■ **Things to do**
(a) In the Thymus loscosii passage, what makes cytological analyses technically difficult in Thymus?
(b) From the Thymus loscosii passage, copy everything from "Allozyme data are" down to "of homoelogous chromosomes.".

■ **Supplied passage**
----

Autopolyploidy in Thymus loscosii

Morales (1986) hypothesized that Thymus loscosii is an autotetraploid. This hypothesis was based on chromosome numbers (as presented in the Introduction), and phylogenetic studies. Furthermore, according to R. Morales (pers. comm.) it may be inferred from its morphology that T. loscosii did not arise from hybridization of the potential diploid parentals, e.g. T. zygis or T. vulgaris.

To verify the hypothesis of an autopolyploid origin, extensive cytological (i.e. karyological meiotic analyses) and inheritance studies (allozyme progeny tests) would be needed. However, cytological analyses are technically extremely difficult in Thymus, due to the very small size of the chromosomes (cf. Morales, 1986), and inheritance studies would also be difficult due to low germination rates.

Allozyme data are extremely useful in distinguishing between autopolyploids and allopolyploids (Soltis and Rieseberg, 1986; Crawford, 1989). Tetrasomic inheritance in autotetraploids results in the formation of unbalanced as well as balanced heterozygotes in all possible combinations. In contrast, allotetraploids are expected to display fixed heterozygosity, at least at some loci at which loci on homoeologous chromosomes are fixed for different alleles. For example, when two alleles (a and b) are present at a locus in an autotetraploid, three types of heterozygotes can be produced, one balanced (aabb) and two unbalanced (aaab and abbb), which can be differentiated on zymograms by the intensity of band staining. Such a pattern would only be possible in an allopolyploid if the locus was heterozygous for a and b on both pairs of homoelogous chromosomes.

Allozyme data support the hypothesis that T. loscosii is an autotetraploid. No evidence of fixed heterozygosity was found in T. loscosii. Except for 6Pgd and Pgm‐2, all loci showed both homozygotes and heterozygotes (balanced and unbalanced). The 6Pgd and the Pgm‐2 loci displayed only heterozygous phenotypes, but these were both balanced and unbalanced. Support for autopolyploidy was also given by genetic diversity data, as discussed below.

----

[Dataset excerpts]

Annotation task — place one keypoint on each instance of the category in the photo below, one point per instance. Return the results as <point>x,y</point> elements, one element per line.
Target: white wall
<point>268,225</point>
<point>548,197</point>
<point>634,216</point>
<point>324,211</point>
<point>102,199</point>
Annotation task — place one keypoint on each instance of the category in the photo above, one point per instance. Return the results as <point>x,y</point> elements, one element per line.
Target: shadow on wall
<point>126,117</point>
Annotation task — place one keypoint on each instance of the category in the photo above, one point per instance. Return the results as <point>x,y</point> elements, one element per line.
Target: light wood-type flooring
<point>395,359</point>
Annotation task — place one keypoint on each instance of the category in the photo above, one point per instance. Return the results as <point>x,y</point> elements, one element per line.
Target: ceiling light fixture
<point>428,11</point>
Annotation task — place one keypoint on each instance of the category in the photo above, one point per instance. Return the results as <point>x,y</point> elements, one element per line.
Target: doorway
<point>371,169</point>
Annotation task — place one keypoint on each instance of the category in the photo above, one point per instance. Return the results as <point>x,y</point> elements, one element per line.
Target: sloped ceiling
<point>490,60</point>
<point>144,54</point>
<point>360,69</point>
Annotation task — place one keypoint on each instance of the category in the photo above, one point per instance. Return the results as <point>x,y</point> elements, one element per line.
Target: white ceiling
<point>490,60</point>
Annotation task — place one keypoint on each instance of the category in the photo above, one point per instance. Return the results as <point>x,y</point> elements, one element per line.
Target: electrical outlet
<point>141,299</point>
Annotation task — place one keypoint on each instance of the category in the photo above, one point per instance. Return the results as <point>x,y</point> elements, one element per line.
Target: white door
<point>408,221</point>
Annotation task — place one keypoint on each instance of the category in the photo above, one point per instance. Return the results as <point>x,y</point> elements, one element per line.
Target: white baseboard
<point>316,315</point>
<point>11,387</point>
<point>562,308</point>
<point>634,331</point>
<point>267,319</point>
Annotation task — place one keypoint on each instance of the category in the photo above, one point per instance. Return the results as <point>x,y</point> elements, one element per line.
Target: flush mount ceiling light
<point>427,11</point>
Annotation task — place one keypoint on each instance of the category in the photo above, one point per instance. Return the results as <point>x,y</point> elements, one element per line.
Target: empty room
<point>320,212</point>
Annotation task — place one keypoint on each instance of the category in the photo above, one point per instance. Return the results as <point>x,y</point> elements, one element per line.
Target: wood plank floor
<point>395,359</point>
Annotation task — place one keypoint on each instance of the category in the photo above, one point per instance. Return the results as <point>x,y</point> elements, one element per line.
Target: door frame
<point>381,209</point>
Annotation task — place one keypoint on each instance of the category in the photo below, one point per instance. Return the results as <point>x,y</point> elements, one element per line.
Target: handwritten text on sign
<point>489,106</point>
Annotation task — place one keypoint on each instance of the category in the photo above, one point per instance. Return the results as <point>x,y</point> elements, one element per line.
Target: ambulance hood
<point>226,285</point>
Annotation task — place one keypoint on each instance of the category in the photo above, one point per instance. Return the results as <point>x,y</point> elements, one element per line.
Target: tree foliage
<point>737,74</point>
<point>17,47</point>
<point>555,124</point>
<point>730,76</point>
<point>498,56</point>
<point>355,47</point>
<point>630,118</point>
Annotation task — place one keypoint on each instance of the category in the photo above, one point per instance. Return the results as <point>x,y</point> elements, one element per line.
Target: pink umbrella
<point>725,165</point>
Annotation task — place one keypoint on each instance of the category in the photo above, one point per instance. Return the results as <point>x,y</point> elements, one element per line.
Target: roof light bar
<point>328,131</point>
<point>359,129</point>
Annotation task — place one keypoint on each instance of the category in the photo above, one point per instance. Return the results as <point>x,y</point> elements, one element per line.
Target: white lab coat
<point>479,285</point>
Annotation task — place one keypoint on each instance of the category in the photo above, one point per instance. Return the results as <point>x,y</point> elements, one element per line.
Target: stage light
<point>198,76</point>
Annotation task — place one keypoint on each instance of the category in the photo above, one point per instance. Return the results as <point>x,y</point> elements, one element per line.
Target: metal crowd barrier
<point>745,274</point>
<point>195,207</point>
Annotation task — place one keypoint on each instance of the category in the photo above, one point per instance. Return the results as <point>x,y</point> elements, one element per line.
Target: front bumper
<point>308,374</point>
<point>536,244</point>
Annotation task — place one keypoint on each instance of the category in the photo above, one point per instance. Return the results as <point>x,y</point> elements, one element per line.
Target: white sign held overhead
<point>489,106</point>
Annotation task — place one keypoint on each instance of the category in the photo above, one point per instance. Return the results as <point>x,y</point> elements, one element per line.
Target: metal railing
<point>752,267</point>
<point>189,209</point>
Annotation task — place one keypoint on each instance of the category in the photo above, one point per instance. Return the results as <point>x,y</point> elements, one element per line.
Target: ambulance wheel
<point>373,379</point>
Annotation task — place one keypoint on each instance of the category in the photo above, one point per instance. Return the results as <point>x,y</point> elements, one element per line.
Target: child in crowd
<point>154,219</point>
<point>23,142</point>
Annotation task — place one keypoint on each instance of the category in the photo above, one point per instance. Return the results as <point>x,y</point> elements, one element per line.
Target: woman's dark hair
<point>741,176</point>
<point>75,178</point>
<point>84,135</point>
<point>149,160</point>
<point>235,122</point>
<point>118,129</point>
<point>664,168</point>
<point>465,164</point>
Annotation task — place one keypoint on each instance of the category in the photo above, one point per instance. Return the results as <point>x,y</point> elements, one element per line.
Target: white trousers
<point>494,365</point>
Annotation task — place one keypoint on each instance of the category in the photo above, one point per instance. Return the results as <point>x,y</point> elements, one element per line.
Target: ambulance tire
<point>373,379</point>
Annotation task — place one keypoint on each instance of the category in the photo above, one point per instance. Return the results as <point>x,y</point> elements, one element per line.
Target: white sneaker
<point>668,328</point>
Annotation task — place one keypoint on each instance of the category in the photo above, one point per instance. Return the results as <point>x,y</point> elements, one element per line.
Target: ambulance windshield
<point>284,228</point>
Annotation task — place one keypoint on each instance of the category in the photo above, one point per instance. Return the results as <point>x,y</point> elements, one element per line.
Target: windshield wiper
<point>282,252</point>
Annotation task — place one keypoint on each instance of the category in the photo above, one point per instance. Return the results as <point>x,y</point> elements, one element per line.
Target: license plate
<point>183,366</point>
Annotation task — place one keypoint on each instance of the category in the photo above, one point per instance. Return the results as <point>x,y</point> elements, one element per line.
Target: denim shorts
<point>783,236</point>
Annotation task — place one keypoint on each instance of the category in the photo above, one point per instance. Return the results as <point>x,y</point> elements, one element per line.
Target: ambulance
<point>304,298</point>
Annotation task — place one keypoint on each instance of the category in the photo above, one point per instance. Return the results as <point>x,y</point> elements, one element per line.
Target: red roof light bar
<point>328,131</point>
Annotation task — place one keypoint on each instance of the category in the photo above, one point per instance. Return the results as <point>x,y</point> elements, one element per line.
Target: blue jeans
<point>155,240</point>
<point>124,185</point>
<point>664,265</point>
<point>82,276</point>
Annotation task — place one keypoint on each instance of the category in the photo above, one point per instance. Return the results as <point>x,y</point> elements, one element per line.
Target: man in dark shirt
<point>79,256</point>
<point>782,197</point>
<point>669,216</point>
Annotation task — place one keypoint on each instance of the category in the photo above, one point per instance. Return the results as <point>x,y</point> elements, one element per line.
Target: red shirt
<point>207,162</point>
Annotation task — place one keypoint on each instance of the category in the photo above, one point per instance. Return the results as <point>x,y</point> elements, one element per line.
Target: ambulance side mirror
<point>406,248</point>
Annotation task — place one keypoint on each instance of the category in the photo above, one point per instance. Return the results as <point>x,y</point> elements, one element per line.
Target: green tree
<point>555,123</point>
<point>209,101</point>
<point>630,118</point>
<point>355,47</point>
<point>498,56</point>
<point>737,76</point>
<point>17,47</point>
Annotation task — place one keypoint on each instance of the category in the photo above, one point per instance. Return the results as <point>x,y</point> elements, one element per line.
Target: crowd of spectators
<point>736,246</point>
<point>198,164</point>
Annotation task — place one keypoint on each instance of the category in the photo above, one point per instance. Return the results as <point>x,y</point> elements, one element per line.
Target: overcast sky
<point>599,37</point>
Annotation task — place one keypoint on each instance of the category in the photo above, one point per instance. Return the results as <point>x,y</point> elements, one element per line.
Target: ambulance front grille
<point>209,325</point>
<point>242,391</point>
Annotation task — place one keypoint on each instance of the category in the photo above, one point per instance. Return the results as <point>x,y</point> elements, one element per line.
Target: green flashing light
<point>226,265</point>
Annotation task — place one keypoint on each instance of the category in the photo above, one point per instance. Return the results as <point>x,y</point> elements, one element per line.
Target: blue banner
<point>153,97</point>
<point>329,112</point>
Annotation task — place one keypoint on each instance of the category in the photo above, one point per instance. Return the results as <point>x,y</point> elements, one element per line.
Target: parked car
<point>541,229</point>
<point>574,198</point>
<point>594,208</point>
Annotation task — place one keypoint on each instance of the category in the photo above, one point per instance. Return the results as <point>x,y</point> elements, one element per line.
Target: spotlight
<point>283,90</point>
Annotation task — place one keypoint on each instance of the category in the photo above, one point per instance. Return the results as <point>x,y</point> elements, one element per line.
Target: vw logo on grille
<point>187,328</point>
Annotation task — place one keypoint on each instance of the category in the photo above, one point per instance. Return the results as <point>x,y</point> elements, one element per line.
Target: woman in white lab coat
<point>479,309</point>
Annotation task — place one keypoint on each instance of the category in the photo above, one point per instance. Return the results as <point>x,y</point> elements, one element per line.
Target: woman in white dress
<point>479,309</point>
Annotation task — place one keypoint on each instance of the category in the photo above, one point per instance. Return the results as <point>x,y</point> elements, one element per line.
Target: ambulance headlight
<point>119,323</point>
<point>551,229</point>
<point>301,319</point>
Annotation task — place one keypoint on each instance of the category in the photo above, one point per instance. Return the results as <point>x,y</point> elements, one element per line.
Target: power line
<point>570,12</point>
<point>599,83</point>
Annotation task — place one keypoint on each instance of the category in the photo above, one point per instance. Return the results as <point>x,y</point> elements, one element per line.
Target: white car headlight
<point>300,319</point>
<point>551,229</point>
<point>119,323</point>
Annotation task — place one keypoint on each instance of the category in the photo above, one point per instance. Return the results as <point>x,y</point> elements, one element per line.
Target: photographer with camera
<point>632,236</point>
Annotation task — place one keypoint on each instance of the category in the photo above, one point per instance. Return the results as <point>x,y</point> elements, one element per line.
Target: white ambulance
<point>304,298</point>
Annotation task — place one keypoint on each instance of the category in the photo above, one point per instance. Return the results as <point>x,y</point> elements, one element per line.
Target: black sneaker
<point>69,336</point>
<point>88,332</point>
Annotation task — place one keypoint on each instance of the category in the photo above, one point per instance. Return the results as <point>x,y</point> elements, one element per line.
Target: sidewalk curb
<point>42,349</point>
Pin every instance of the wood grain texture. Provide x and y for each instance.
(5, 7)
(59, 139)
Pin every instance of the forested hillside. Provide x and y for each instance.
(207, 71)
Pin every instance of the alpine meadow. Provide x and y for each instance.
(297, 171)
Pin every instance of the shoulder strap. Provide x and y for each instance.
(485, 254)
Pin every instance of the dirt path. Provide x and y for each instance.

----

■ **Activity answers**
(a) The very small size of the chromosomes.

(b)
Allozyme data are extremely useful in distinguishing between autopolyploids and allopolyploids (Soltis and Rieseberg, 1986; Crawford, 1989). Tetrasomic inheritance in autotetraploids results in the formation of unbalanced as well as balanced heterozygotes in all possible combinations. In contrast, allotetraploids are expected to display fixed heterozygosity, at least at some loci at which loci on homoeologous chromosomes are fixed for different alleles. For example, when two alleles (a and b) are present at a locus in an autotetraploid, three types of heterozygotes can be produced, one balanced (aabb) and two unbalanced (aaab and abbb), which can be differentiated on zymograms by the intensity of band staining. Such a pattern would only be possible in an allopolyploid if the locus was heterozygous for a and b on both pairs of homoelogous chromosomes.